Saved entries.
— start —
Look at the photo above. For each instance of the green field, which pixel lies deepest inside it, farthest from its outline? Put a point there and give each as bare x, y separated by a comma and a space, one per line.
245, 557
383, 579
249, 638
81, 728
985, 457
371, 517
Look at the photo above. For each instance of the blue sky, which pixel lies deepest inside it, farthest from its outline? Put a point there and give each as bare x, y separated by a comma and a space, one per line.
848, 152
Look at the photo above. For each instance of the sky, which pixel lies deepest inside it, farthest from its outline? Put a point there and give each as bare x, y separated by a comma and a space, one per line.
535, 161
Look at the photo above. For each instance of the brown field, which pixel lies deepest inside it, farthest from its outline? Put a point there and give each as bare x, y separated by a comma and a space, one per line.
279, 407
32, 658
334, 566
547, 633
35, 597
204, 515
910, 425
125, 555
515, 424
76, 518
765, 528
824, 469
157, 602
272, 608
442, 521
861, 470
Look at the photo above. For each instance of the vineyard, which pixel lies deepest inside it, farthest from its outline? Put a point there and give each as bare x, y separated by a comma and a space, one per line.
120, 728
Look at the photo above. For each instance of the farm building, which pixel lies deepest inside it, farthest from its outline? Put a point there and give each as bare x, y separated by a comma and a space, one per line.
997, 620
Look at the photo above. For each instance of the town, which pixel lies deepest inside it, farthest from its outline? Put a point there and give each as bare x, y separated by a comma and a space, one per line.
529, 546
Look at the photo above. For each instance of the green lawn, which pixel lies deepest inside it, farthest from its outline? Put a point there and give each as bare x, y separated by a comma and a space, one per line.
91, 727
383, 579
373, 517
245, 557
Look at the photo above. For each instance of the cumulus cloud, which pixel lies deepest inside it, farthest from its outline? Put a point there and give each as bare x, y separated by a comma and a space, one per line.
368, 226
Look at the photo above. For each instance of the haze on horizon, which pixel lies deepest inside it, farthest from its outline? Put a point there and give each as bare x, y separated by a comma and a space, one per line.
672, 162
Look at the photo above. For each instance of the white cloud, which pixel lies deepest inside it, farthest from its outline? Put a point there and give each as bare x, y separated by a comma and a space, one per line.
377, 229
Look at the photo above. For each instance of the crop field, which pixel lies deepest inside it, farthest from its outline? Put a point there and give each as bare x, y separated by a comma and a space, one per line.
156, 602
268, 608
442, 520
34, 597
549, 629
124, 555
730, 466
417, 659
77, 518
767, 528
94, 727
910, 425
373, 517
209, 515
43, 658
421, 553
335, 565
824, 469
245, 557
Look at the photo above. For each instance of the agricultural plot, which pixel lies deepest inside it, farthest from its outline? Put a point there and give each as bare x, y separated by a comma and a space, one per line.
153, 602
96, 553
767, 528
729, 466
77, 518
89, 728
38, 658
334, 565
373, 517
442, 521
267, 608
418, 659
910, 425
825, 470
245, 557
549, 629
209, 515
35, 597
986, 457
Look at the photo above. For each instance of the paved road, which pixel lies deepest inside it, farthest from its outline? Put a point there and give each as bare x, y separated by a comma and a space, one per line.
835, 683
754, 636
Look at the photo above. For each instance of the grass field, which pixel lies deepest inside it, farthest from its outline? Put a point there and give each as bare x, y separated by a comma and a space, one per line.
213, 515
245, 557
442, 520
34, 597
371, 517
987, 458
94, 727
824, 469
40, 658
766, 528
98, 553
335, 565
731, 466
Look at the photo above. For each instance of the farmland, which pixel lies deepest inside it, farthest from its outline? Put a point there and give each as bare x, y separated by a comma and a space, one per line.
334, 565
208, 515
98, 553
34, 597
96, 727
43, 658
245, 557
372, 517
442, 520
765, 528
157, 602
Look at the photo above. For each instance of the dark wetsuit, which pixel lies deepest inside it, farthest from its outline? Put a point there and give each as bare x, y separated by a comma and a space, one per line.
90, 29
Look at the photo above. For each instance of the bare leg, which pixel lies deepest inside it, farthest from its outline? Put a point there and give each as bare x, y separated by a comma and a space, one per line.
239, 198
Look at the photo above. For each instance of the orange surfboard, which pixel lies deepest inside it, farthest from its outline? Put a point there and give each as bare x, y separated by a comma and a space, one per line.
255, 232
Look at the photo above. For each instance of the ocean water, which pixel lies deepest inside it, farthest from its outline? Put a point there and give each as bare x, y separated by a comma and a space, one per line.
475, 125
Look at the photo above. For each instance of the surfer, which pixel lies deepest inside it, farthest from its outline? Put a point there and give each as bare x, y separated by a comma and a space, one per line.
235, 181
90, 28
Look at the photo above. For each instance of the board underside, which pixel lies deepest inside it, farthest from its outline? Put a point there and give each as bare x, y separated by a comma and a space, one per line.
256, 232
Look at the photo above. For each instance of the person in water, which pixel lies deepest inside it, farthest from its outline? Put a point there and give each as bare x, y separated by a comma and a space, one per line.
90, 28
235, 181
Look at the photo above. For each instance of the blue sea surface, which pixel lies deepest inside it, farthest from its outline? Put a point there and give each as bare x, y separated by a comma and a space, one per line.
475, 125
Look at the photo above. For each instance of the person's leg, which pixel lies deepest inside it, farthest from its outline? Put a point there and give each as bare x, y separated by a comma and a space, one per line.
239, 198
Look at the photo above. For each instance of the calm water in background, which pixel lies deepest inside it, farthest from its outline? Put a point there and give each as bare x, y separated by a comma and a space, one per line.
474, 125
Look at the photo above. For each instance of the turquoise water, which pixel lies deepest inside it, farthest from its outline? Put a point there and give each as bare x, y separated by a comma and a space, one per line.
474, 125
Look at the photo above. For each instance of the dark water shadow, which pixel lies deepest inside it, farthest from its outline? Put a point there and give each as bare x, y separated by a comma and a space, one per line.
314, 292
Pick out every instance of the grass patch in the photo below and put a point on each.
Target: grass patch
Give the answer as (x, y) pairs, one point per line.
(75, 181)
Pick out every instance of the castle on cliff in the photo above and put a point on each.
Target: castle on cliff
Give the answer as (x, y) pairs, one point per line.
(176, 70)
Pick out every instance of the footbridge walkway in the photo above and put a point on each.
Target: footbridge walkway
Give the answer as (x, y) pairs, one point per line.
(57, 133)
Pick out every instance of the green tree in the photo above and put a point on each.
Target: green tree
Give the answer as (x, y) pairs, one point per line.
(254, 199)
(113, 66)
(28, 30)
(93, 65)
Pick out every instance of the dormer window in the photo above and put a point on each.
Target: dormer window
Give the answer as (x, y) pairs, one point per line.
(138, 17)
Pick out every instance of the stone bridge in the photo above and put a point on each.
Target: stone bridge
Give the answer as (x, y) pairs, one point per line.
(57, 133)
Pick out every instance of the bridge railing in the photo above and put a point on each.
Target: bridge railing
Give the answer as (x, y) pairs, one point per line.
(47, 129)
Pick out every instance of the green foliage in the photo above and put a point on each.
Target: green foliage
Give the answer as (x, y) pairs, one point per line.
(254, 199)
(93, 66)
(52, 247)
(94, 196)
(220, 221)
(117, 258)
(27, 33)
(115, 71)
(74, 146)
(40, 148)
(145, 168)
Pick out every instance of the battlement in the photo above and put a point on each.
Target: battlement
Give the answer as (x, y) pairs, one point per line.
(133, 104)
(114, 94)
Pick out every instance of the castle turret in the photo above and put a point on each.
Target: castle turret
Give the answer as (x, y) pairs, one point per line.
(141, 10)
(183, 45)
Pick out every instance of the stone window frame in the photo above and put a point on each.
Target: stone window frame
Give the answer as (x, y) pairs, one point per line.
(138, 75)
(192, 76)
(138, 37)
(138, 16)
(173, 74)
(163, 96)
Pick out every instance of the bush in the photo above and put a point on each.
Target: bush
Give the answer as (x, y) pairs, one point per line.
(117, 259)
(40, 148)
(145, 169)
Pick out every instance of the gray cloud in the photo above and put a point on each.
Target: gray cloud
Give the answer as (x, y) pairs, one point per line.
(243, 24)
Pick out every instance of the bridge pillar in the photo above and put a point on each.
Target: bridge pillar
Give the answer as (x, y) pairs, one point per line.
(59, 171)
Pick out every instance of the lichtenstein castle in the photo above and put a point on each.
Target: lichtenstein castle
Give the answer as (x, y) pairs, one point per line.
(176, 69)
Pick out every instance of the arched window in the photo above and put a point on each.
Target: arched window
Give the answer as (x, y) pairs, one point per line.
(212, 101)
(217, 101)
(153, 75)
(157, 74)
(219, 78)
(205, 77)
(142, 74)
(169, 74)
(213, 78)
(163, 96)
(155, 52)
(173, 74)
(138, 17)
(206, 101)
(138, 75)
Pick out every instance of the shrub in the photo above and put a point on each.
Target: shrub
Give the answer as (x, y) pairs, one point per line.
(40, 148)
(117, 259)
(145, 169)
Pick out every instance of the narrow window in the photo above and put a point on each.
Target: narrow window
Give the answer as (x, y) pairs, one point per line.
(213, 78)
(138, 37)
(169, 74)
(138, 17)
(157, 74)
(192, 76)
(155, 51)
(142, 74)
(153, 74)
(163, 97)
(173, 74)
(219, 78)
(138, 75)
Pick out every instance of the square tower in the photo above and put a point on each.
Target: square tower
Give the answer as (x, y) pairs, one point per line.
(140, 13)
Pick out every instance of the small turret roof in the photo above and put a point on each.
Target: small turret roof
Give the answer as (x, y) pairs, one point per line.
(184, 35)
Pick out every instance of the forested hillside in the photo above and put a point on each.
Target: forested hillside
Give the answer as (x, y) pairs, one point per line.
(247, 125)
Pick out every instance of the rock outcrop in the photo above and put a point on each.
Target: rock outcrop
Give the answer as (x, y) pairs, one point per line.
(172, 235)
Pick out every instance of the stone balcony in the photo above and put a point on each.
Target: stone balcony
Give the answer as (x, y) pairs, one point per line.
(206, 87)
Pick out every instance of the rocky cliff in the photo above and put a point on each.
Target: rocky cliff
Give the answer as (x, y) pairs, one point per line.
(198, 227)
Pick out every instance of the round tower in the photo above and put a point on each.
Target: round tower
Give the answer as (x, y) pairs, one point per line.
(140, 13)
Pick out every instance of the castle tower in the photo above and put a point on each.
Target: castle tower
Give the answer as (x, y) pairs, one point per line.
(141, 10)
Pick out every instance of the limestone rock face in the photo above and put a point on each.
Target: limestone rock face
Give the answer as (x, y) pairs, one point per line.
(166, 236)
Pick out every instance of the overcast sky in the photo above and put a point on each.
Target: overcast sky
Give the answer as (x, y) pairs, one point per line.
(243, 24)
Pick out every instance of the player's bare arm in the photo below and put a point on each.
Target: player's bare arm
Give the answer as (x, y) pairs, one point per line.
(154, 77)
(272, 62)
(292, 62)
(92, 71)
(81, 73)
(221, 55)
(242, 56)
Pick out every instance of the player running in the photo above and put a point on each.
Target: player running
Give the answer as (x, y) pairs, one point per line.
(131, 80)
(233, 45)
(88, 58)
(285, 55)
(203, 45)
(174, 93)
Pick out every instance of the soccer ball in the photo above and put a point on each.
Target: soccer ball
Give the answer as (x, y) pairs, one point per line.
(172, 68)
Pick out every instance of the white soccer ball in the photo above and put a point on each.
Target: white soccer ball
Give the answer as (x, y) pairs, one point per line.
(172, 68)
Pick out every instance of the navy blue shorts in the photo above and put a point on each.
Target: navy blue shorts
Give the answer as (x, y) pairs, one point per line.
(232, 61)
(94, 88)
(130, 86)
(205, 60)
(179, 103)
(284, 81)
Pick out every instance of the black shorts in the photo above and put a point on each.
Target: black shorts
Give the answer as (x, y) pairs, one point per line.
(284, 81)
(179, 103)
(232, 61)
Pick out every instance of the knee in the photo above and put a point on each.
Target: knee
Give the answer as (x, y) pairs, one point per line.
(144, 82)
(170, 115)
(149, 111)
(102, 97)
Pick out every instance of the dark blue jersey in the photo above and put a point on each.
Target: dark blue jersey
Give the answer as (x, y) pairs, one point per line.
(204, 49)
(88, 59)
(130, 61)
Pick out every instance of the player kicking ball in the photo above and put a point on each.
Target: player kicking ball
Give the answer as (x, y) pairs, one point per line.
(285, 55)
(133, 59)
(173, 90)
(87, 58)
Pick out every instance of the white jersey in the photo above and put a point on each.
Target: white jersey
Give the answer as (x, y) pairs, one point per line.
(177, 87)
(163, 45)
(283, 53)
— end —
Given task. Quote, without alteration, the final stretch of the entries: the line with "Pick out every instance of the navy" onward to the last line.

Result.
Pick out every instance of the navy blue shorts in the photo above and put a point on each.
Target: navy blue shorts
Give the answer as (x, y) pairs, one point per line.
(232, 61)
(94, 88)
(130, 86)
(205, 60)
(179, 103)
(284, 81)
Pick out every instance of the black shorts in the photo above and put a point on each.
Target: black shorts
Give the answer as (x, y) pairs, one point per line.
(284, 81)
(179, 103)
(232, 61)
Pick out every instance of the knee in the photo above and put a point on each.
Target: knee
Give the answer as (x, y) pairs, one point per line.
(144, 82)
(170, 115)
(149, 111)
(102, 97)
Pick out every instance of the dark blue jersey in the photo above and put a point on each.
Target: dark blue jersey
Give the answer as (x, y) pairs, one point per line.
(204, 49)
(88, 59)
(130, 61)
Pick out every instance of the player kicking ball in the photo above and put a point on each.
Target: player kicking ball
Give the answer as (x, y) pairs, one point per line.
(285, 55)
(133, 59)
(173, 90)
(87, 58)
Pick out every instance of the white jersey in the photo above and put a point on each.
Target: white jersey
Give the answer as (x, y) pairs, one point per line.
(177, 87)
(163, 45)
(283, 53)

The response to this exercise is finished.